── DATA EXCERPTS ──

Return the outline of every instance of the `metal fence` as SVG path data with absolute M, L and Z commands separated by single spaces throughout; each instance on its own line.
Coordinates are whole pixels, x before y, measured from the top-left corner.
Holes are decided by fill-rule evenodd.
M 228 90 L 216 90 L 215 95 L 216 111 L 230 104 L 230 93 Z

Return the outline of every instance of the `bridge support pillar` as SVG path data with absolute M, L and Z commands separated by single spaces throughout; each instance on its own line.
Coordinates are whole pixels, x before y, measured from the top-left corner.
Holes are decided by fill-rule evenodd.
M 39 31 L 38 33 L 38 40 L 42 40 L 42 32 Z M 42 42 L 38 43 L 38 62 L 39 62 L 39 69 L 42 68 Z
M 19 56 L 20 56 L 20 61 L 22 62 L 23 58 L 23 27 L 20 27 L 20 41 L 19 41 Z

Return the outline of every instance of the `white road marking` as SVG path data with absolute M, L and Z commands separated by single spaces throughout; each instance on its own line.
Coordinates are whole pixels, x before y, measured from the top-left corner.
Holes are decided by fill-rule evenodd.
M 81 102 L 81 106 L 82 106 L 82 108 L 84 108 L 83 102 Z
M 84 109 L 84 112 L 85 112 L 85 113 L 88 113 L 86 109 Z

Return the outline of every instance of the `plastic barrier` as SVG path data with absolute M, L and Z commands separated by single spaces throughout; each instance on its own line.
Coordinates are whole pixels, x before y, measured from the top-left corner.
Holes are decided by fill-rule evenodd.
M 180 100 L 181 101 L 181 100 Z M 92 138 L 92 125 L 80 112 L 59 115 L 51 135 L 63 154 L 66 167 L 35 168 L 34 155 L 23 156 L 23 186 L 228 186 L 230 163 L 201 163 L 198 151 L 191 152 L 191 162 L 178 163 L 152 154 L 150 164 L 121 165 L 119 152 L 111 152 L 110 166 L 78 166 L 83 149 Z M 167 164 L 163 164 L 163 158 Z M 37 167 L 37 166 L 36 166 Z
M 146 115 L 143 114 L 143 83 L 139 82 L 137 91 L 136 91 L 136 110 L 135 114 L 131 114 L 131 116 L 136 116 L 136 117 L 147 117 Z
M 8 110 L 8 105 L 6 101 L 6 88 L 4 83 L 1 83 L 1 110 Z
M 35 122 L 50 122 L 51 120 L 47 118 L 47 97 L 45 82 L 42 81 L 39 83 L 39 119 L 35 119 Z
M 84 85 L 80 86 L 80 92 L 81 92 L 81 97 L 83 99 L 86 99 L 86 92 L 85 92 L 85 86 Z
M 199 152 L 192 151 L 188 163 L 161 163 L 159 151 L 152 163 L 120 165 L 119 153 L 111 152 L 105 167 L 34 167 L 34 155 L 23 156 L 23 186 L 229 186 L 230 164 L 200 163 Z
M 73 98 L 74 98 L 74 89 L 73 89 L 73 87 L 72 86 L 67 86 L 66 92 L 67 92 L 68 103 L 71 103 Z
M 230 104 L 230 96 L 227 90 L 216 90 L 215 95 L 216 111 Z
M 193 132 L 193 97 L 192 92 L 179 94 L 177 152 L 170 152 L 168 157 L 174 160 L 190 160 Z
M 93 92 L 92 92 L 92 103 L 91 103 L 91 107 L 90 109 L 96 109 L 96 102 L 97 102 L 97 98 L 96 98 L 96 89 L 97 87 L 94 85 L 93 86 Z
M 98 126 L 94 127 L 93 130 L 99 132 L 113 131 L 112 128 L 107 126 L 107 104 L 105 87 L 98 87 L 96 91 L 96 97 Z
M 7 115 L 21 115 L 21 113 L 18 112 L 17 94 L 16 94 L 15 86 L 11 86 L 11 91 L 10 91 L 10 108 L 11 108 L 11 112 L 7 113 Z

───
── DATA EXCERPTS ──

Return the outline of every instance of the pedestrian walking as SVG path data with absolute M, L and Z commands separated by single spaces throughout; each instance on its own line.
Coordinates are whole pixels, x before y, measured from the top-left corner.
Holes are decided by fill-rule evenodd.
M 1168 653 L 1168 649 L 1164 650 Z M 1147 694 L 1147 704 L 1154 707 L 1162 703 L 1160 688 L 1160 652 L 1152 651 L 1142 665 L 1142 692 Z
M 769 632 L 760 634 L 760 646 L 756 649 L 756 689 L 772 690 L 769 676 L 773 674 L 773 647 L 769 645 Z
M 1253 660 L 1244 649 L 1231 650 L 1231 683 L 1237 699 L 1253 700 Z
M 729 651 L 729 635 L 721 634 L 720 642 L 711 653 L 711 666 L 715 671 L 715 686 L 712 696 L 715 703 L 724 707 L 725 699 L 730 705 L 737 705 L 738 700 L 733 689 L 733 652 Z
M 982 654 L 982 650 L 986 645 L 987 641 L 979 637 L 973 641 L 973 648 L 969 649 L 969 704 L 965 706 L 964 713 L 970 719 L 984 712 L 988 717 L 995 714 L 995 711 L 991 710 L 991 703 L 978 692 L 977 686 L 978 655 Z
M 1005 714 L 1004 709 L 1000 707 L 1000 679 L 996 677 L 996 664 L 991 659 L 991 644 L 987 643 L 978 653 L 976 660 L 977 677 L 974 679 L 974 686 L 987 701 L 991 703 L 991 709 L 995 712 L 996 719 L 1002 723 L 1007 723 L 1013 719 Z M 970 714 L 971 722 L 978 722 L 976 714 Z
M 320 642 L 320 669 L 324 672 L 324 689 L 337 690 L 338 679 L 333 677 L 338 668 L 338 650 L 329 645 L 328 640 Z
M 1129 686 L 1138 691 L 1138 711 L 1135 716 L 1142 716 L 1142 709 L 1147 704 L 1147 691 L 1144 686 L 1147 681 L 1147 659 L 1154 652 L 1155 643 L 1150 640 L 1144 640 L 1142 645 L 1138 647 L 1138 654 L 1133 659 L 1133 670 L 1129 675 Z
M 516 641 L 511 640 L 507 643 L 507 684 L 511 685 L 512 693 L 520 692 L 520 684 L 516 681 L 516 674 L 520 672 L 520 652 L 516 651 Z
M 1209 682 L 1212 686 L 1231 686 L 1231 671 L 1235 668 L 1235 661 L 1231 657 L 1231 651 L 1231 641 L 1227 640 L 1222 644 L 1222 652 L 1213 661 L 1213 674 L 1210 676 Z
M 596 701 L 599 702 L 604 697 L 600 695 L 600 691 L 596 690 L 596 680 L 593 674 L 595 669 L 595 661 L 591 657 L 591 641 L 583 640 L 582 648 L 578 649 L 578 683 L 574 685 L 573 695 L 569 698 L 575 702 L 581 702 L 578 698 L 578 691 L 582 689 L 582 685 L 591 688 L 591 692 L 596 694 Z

───
── DATA EXCERPTS ──

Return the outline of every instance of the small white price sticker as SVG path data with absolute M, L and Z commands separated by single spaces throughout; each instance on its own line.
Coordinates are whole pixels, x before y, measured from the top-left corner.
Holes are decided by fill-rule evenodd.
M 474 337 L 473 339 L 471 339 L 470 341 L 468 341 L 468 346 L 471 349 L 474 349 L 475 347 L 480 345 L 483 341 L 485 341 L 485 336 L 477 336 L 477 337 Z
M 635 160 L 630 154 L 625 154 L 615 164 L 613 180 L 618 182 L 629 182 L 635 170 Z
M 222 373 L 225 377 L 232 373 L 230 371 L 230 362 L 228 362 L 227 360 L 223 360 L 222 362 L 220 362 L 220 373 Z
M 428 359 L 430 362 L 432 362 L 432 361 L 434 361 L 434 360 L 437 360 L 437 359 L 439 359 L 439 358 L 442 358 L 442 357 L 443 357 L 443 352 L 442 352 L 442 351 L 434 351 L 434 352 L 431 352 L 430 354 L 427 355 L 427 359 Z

───

The answer should be all lines from the entries above that hold the word "white".

PROBLEM SOLUTION.
Return the outline of every instance of the `white road marking` as SVG path data with absolute M, L and Z commands separated by single spaces throughout; each instance on its own line.
Return the outline of every instance of the small white price sticker as SVG path data with absolute M, L and Z commands separated by single spaces throughout; each instance on its own line.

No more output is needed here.